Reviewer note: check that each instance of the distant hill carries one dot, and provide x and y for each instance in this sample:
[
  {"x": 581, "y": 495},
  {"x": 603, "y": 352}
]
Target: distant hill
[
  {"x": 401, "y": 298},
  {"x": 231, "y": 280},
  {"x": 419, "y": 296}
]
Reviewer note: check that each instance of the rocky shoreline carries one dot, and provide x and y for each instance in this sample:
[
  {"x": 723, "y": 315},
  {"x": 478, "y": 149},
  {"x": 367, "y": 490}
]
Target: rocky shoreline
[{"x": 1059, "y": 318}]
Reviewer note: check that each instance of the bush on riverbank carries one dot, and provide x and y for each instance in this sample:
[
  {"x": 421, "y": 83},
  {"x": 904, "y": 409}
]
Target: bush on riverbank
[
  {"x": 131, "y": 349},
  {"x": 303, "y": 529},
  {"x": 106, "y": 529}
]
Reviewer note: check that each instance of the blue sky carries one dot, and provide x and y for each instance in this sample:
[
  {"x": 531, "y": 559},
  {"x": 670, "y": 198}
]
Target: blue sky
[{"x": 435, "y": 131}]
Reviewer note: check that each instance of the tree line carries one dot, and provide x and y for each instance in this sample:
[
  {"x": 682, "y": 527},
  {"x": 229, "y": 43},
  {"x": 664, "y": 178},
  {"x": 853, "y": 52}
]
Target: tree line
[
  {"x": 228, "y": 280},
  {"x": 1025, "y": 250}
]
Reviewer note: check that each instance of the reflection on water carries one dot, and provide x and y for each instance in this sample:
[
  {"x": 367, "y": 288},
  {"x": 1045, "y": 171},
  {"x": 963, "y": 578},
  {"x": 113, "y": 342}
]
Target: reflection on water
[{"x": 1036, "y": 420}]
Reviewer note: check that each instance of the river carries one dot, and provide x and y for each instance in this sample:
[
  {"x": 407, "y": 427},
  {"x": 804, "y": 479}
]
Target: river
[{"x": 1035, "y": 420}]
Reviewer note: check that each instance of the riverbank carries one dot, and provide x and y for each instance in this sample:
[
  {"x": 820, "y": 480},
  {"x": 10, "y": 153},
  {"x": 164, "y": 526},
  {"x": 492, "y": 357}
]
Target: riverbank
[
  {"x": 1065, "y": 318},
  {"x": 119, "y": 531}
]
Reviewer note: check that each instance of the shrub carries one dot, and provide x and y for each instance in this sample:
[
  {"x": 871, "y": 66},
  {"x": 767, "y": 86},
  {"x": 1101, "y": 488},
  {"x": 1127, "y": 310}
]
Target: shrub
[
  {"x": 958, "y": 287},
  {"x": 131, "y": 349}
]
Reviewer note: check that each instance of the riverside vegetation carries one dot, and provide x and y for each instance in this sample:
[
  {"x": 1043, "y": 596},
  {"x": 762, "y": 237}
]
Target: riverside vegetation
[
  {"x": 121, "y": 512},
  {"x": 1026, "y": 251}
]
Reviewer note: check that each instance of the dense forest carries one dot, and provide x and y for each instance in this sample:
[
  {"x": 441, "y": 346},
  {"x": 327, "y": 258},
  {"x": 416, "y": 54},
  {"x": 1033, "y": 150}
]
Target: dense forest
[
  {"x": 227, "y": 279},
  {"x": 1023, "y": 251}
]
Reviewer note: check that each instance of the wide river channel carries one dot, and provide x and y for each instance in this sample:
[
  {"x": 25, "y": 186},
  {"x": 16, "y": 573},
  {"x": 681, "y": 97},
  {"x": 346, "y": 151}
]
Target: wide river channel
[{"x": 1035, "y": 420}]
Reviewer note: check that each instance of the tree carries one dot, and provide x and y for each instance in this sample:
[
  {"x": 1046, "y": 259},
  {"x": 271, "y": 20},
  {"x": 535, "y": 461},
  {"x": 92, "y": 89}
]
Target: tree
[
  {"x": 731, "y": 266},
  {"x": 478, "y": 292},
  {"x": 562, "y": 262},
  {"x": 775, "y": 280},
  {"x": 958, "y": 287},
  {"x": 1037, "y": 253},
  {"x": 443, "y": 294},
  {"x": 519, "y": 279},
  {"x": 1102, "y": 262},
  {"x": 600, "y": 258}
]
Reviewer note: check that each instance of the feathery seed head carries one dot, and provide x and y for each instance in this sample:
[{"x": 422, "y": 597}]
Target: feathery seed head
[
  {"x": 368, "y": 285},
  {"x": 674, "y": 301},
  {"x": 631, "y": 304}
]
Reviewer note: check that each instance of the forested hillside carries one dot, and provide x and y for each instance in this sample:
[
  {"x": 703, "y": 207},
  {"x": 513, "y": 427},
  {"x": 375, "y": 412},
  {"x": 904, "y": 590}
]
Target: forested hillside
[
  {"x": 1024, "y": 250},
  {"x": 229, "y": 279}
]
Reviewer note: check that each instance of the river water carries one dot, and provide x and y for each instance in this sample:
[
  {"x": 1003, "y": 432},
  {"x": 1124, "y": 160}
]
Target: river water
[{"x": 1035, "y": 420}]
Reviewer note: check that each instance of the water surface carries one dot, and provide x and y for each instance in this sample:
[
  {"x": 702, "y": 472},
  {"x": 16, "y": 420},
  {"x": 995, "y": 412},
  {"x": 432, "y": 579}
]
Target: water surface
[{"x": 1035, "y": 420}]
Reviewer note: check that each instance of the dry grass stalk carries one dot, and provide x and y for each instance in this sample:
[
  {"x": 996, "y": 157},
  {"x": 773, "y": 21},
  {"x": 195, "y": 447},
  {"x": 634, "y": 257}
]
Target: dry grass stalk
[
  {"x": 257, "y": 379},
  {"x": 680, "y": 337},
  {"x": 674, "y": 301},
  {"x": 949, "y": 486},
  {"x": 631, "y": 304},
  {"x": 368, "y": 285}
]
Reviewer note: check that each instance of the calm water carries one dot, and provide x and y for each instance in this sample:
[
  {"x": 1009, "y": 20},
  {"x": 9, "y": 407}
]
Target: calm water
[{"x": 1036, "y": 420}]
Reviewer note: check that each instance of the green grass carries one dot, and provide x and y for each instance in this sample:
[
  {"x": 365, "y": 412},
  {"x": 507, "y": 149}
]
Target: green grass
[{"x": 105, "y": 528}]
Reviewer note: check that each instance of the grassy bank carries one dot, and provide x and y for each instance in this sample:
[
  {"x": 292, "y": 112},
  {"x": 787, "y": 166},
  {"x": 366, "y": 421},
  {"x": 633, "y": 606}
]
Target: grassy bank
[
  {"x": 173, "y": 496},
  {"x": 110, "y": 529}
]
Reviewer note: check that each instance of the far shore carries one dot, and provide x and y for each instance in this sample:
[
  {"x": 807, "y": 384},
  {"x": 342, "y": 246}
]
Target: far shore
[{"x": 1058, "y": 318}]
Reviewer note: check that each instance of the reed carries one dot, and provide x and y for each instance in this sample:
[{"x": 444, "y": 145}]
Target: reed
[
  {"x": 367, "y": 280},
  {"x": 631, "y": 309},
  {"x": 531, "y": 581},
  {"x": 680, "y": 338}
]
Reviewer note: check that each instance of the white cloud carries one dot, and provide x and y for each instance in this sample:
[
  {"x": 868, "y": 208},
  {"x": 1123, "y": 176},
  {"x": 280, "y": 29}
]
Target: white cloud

────

# EXERCISE INSTRUCTIONS
Please format the lines above as a numbered list, leaving out any blank lines.

# REPLY TO THE TASK
1. Reviewer note: check that each instance of the distant hill carries one dot, and provide x and y for each instance in this sample:
2. [
3.   {"x": 581, "y": 495},
4.   {"x": 603, "y": 352}
5. ]
6. Target: distant hill
7. [
8.   {"x": 401, "y": 298},
9.   {"x": 231, "y": 280},
10.   {"x": 419, "y": 296}
11. ]
12. Reviewer note: check that each instance of the rocky shoreline carries one dot, and provide x and y for each instance in this sample:
13. [
14.   {"x": 723, "y": 315},
15.   {"x": 478, "y": 149},
16.   {"x": 367, "y": 490}
17. ]
18. Target: rocky shoreline
19. [{"x": 1059, "y": 318}]
20. Reviewer note: check that each instance of the bush on riverbank carries one dot, and provide x and y for each instance in this sample:
21. [
22.   {"x": 421, "y": 83},
23.   {"x": 904, "y": 409}
24. ]
25. Target: bush on riverbank
26. [
27.   {"x": 131, "y": 349},
28.   {"x": 303, "y": 529},
29.   {"x": 106, "y": 529}
30. ]
31. Reviewer note: check that each instance of the blue sky carries one dot, and provide x and y for each instance in this sample:
32. [
33.   {"x": 531, "y": 559},
34.   {"x": 670, "y": 198}
35. ]
36. Target: blue sky
37. [{"x": 435, "y": 131}]
38. Reviewer note: check that each instance of the tree line carries one dot, and provide x and y for each instance in this sample:
39. [
40.   {"x": 682, "y": 527},
41.   {"x": 229, "y": 43},
42.   {"x": 664, "y": 178},
43.   {"x": 853, "y": 52}
44. ]
45. Target: tree line
46. [
47.   {"x": 228, "y": 280},
48.   {"x": 1025, "y": 250}
49. ]
50. Reviewer note: check that each instance of the reflection on water carries one dot, and provide x and y for each instance in this sample:
51. [
52.   {"x": 367, "y": 288},
53.   {"x": 1045, "y": 171},
54.   {"x": 963, "y": 578},
55.   {"x": 113, "y": 342}
56. ]
57. Target: reflection on water
58. [{"x": 1036, "y": 420}]
59. Reviewer note: check that each instance of the river carries one dot, and provide x and y for each instance in this sample:
60. [
61.   {"x": 407, "y": 427},
62.   {"x": 804, "y": 479}
63. ]
64. Target: river
65. [{"x": 1035, "y": 420}]
66. Reviewer note: check that each instance of the riverbank carries one dot, and provide x and y for each instance in this sample:
67. [
68.   {"x": 820, "y": 480},
69.   {"x": 10, "y": 153},
70.   {"x": 164, "y": 526},
71.   {"x": 492, "y": 357}
72. ]
73. Target: riverbank
74. [
75.   {"x": 1065, "y": 318},
76.   {"x": 119, "y": 531}
77. ]
78. Reviewer note: check that each instance of the shrub carries one dot, and provide x and y for each instance in this sample:
79. [
80.   {"x": 871, "y": 66},
81.   {"x": 767, "y": 86},
82.   {"x": 1101, "y": 488},
83.   {"x": 1127, "y": 310}
84. ]
85. Target: shrub
86. [
87.   {"x": 958, "y": 287},
88.   {"x": 131, "y": 349}
89. ]
90. Reviewer note: check that each instance of the riverside vegetation carries one dot, and provide x and y for each instance in this sample:
91. [
92.   {"x": 1043, "y": 596},
93.   {"x": 762, "y": 237}
94. ]
95. Target: riverside vegetation
96. [
97.   {"x": 121, "y": 512},
98.   {"x": 1026, "y": 251}
99. ]
100. Reviewer note: check that each instance of the dense forest carries one dot, and provide x and y for each instance in this sample:
101. [
102.   {"x": 441, "y": 346},
103.   {"x": 327, "y": 258},
104.   {"x": 416, "y": 54},
105.   {"x": 1033, "y": 150}
106. ]
107. Target: dense forest
108. [
109.   {"x": 227, "y": 279},
110.   {"x": 1023, "y": 251}
111. ]
112. Reviewer note: check that each instance of the wide river channel carries one dot, and provide x and y for each instance in this sample:
113. [
114.   {"x": 25, "y": 186},
115.   {"x": 16, "y": 573},
116.   {"x": 681, "y": 97},
117.   {"x": 346, "y": 151}
118. ]
119. Target: wide river channel
120. [{"x": 1035, "y": 420}]
121. Reviewer note: check that each instance of the tree carries one dot, and provide x and y for each instance in this sample:
122. [
123.   {"x": 1046, "y": 259},
124.   {"x": 271, "y": 20},
125.   {"x": 535, "y": 461},
126.   {"x": 92, "y": 89}
127. ]
128. Target: tree
129. [
130.   {"x": 731, "y": 266},
131.   {"x": 478, "y": 292},
132.   {"x": 562, "y": 262},
133.   {"x": 775, "y": 280},
134.   {"x": 958, "y": 287},
135.   {"x": 1037, "y": 253},
136.   {"x": 443, "y": 294},
137.   {"x": 519, "y": 279},
138.   {"x": 1102, "y": 262},
139.   {"x": 600, "y": 258}
140. ]
141. Reviewer note: check that each instance of the feathery seed head carries one dot, and provide x and y for each instance in this sample:
142. [{"x": 422, "y": 597}]
143. Target: feathery seed head
144. [
145.   {"x": 368, "y": 285},
146.   {"x": 674, "y": 301},
147.   {"x": 631, "y": 304}
148. ]
149. Reviewer note: check that each instance of the forested hillside carries one dot, and provide x and y for each instance in this sample:
150. [
151.   {"x": 703, "y": 207},
152.   {"x": 513, "y": 427},
153.   {"x": 375, "y": 412},
154.   {"x": 904, "y": 590}
155. ]
156. Target: forested hillside
157. [
158.   {"x": 1024, "y": 250},
159.   {"x": 229, "y": 279}
160. ]
161. Reviewer note: check that each instance of the river water carries one dot, and provide x and y for each instance in this sample:
162. [
163.   {"x": 1003, "y": 432},
164.   {"x": 1124, "y": 160}
165. ]
166. Target: river water
167. [{"x": 1035, "y": 420}]
168. Reviewer note: check that each instance of the water surface carries one dot, and provide x and y for each instance in this sample:
169. [
170.   {"x": 702, "y": 472},
171.   {"x": 16, "y": 420},
172.   {"x": 995, "y": 412},
173.   {"x": 432, "y": 579}
174. ]
175. Target: water surface
176. [{"x": 1035, "y": 420}]
177. Reviewer note: check that each instance of the dry grass stalk carries one dot, and provide x and y for each instance in this sample:
178. [
179.   {"x": 996, "y": 157},
180.   {"x": 773, "y": 21},
181.   {"x": 195, "y": 447},
182.   {"x": 634, "y": 257}
183. ]
184. Target: dry grass stalk
185. [
186.   {"x": 257, "y": 379},
187.   {"x": 680, "y": 337},
188.   {"x": 674, "y": 301},
189.   {"x": 949, "y": 486},
190.   {"x": 631, "y": 304},
191.   {"x": 368, "y": 285}
192. ]
193. Reviewer note: check that each instance of the calm water carries one dot, and provide x and y for each instance in this sample:
194. [
195.   {"x": 1009, "y": 20},
196.   {"x": 9, "y": 407}
197. ]
198. Target: calm water
199. [{"x": 1036, "y": 420}]
200. Reviewer note: check that each instance of the green grass carries one dot, and provide x and y for each instance in this sample:
201. [
202.   {"x": 365, "y": 412},
203.   {"x": 507, "y": 149}
204. ]
205. Target: green grass
206. [{"x": 105, "y": 528}]
207. Reviewer note: check that each instance of the grassy bank carries one dot, and provide x and y for each instance in this sample:
208. [
209.   {"x": 292, "y": 112},
210.   {"x": 787, "y": 166},
211.   {"x": 366, "y": 421},
212.   {"x": 633, "y": 606}
213. ]
214. Target: grassy bank
215. [
216.   {"x": 173, "y": 496},
217.   {"x": 110, "y": 529}
218. ]
219. Reviewer note: check that each instance of the far shore carries one dot, and provide x and y for each instance in this sample:
220. [
221.   {"x": 807, "y": 384},
222.   {"x": 342, "y": 246}
223. ]
224. Target: far shore
225. [{"x": 1058, "y": 318}]
226. Reviewer note: check that each instance of the reed carries one dot, and provide x and y for each instance in this sample:
227. [{"x": 444, "y": 145}]
228. Target: reed
229. [
230.   {"x": 367, "y": 280},
231.   {"x": 631, "y": 309},
232.   {"x": 531, "y": 581},
233.   {"x": 680, "y": 338}
234. ]
235. Reviewer note: check that each instance of the white cloud carries one dot, and provide x and y for each instance in this sample:
236. [
237.   {"x": 868, "y": 208},
238.   {"x": 1123, "y": 176},
239.   {"x": 280, "y": 29}
240. ]
241. Target: white cloud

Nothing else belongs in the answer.